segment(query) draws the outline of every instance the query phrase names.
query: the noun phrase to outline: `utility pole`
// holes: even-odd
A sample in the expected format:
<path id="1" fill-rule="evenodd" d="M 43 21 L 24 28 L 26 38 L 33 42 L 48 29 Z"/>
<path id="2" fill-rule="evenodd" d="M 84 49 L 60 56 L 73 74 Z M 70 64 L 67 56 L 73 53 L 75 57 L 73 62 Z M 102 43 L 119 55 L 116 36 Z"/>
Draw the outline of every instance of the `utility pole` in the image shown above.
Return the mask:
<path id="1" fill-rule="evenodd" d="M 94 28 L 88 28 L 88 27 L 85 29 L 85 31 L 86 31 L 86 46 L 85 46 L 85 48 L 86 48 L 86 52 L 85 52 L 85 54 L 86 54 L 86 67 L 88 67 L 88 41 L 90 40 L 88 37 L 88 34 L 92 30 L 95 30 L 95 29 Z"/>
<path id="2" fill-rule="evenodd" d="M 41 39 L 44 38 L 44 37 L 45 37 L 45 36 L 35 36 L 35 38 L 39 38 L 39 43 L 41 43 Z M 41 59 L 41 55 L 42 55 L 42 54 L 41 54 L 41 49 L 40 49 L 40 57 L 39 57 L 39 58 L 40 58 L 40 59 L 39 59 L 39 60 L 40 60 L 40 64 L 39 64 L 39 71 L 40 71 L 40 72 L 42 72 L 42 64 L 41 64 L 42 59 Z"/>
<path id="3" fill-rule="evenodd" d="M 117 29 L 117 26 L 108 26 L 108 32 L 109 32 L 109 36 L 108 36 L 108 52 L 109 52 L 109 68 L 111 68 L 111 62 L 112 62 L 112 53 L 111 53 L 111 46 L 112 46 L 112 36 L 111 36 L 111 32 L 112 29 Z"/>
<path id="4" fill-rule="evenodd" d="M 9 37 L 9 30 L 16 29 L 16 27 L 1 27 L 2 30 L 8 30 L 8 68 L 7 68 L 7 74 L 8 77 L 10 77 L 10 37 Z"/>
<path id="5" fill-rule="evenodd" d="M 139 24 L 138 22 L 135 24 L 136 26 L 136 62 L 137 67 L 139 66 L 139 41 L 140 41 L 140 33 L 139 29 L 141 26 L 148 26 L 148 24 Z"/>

THE TASK »
List each line of the data above that contains the word "outline".

TASK OUTPUT »
segment(query) draws the outline of every instance the query phrase names.
query: the noun phrase to outline: `utility pole`
Draw the outline of every instance of the `utility pole` in the image shown above.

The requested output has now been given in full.